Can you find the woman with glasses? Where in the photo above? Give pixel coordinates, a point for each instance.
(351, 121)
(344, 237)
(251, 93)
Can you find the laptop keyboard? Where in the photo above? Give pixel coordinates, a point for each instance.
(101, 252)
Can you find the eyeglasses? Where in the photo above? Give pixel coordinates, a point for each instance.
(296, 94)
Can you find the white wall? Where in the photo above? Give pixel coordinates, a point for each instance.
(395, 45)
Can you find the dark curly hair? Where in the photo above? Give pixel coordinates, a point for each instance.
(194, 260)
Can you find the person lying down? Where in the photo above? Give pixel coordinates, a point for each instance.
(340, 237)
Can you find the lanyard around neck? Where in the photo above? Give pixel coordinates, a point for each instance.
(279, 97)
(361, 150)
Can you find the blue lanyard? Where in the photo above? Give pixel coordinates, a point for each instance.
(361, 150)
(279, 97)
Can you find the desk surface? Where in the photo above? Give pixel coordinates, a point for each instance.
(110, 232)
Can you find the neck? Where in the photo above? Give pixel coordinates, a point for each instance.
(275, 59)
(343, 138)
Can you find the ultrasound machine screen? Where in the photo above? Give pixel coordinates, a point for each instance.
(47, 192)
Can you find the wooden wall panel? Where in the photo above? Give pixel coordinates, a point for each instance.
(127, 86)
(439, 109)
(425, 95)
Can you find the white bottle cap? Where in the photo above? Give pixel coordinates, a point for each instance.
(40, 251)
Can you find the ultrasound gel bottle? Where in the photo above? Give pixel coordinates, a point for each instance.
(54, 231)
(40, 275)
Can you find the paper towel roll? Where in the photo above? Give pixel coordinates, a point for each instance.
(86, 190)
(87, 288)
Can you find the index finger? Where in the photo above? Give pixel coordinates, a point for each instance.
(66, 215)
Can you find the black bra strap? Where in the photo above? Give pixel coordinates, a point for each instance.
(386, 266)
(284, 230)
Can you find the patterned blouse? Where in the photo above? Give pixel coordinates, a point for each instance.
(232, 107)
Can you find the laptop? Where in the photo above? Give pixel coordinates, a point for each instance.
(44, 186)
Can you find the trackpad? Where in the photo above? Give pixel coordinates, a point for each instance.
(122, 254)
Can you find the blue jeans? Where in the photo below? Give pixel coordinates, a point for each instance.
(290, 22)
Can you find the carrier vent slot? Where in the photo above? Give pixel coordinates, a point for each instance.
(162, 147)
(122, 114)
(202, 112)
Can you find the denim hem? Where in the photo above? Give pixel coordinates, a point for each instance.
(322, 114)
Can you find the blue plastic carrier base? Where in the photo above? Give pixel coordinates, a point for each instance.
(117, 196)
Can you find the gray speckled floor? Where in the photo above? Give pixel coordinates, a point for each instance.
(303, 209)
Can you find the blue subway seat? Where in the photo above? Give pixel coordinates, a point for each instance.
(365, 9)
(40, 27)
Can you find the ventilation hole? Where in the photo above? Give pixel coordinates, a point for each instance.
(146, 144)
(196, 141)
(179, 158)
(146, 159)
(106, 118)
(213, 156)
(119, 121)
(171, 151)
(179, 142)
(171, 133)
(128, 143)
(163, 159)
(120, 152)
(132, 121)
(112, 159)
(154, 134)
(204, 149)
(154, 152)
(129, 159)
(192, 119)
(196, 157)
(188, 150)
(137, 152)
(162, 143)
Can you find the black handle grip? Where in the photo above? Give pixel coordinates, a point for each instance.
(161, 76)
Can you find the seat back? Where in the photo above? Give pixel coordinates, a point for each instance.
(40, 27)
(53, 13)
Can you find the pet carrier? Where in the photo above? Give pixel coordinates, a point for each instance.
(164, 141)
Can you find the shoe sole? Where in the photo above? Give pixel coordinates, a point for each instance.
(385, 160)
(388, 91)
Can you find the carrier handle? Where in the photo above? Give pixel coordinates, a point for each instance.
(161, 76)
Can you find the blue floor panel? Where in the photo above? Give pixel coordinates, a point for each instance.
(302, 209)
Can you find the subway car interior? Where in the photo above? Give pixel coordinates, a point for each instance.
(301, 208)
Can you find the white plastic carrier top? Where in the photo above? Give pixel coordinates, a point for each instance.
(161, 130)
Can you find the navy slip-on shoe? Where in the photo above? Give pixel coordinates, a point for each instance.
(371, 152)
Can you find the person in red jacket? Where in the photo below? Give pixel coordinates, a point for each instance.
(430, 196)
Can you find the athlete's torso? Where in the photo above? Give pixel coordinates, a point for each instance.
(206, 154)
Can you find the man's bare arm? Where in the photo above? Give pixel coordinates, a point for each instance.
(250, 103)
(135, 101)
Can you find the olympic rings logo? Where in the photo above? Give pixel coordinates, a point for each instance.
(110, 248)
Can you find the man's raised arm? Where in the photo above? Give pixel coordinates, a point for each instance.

········

> **EXERCISE DETAILS**
Return the whole listing exactly.

> **SOLUTION TO THIS PROBLEM**
Can you find the woman with glasses? Where in the photo above? Give pixel coordinates, a point for each instance.
(351, 121)
(344, 237)
(251, 93)
Can you find the laptop keyboard? Where in the photo above? Give pixel coordinates, a point for each instance.
(101, 252)
Can you find the eyeglasses? Where in the photo above? Give pixel coordinates, a point for each instance.
(296, 94)
Can you find the white wall? Where in the photo above? Give pixel coordinates, a point for each instance.
(395, 45)
Can you find the dark curly hair? Where in the photo above? Give pixel coordinates, a point for each instance.
(194, 260)
Can you find the person lying down? Where in the photo above? Give pixel coordinates, a point for each instance.
(340, 237)
Can you find the lanyard around neck? Where in the photo above? Give pixel coordinates, a point for each instance.
(279, 97)
(361, 150)
Can you find the blue lanyard? Where in the photo above? Give pixel coordinates, a point for each instance.
(361, 150)
(279, 97)
Can you find the desk surface? Where in the photo above? Give pixel coordinates, a point for each instance.
(110, 232)
Can you find the neck? Where in the photo above? Give pixel coordinates, a point for each instance.
(275, 59)
(343, 138)
Can you find the ultrasound machine screen? Where in the photo above? Give pixel coordinates, a point for each instance.
(47, 192)
Can you find the wooden wall panel? Where in the photo above? Give pixel coordinates, a point for each instance.
(127, 86)
(439, 109)
(425, 95)
Can you find the white bottle cap? Where in the photo above? Give pixel coordinates, a point for each instance.
(40, 251)
Can you find the ultrasound gel bottle? Where in the photo above? Give pixel coordinates, a point for each instance.
(54, 231)
(40, 275)
Can you find the paper towel roll? Where in the photo above? Give pixel coordinates, a point for each instance.
(86, 190)
(87, 288)
Can you find the index finger? Where in the photo above? Give pixel coordinates, a point for each instance.
(66, 215)
Can you find the black bra strap? Where in the photo above? Give pixel coordinates, a point for each instance.
(386, 266)
(284, 230)
Can you find the patterned blouse? Where in the photo above? Give pixel coordinates, a point for each instance.
(232, 107)
Can you find the laptop? Where in the photo above? Give pixel coordinates, a point for each instance.
(44, 186)
Can you find the trackpad? Where in the photo above? Give pixel coordinates, a point for each instance.
(122, 254)
Can you find the blue jeans? Where in the photo below? Give pixel coordinates, a point for each instance.
(290, 22)
Can you find the carrier vent slot? Where in the photo above? Give pixel coordinates, a point for each instance.
(162, 147)
(122, 114)
(202, 112)
Can you find the denim hem? Where in the photo above? Give pixel coordinates, a point for each instance.
(322, 114)
Can you find the blue plastic carrier base? Where in the photo above? Give pixel coordinates, a point for each instance.
(117, 196)
Can you find the gray speckled floor? Where in the photo above? Give pixel coordinates, a point for each instance.
(303, 209)
Can you find the blue subway seat? Where in the photo above? Give pixel coordinates, a point for each instance.
(365, 9)
(40, 27)
Can you find the ventilation hole? Where in the photo above? Give pixel coordinates, a point for each instance.
(146, 144)
(196, 141)
(179, 158)
(146, 159)
(106, 118)
(213, 156)
(119, 121)
(171, 151)
(179, 142)
(171, 133)
(128, 143)
(163, 159)
(120, 152)
(132, 121)
(112, 159)
(154, 134)
(204, 149)
(154, 152)
(129, 159)
(192, 119)
(196, 157)
(188, 150)
(137, 152)
(162, 143)
Can you find the black handle grip? Where in the photo above? Give pixel coordinates, a point for each instance.
(161, 76)
Can you find the seat back? Where in the photo above? Give pixel coordinates, a point for each instance.
(40, 27)
(53, 13)
Can you find the pet carrier? Where in the photo above? Give pixel coordinates, a point for each instance.
(164, 141)
Can you find the shoe sole? Where in the photo above? Give pixel coordinates, a point for each instance.
(385, 160)
(388, 91)
Can you find the carrier handle? Where in the photo above? Give pixel coordinates, a point for each instance.
(161, 76)
Can you find the blue floor panel? Where in the photo above? Give pixel coordinates, a point for each instance.
(302, 209)
Can you find the subway car interior? Where in the photo above? Give pixel coordinates, a point for each instance.
(301, 208)
Can you find the white plastic carrier top? Where in the photo above? Give pixel coordinates, a point for each instance.
(161, 130)
Can you find the navy slip-on shoe? Where in the photo above? Give pixel coordinates, a point for each instance.
(371, 152)
Can you find the person in red jacket? Where in the photo below? Give pixel coordinates, a point for each instance.
(430, 196)
Can you find the athlete's torso? Where in the photo above? Give pixel coordinates, a point for each instance.
(206, 154)
Can you find the man's bare arm? Where in the photo above? Give pixel coordinates, a point for each instance.
(250, 103)
(135, 101)
Can you find the olympic rings logo? Where in the photo above? Give pixel coordinates, a point for each instance.
(110, 248)
Can you find the man's raised arm? Where in the photo above? Give pixel coordinates, a point for each instance.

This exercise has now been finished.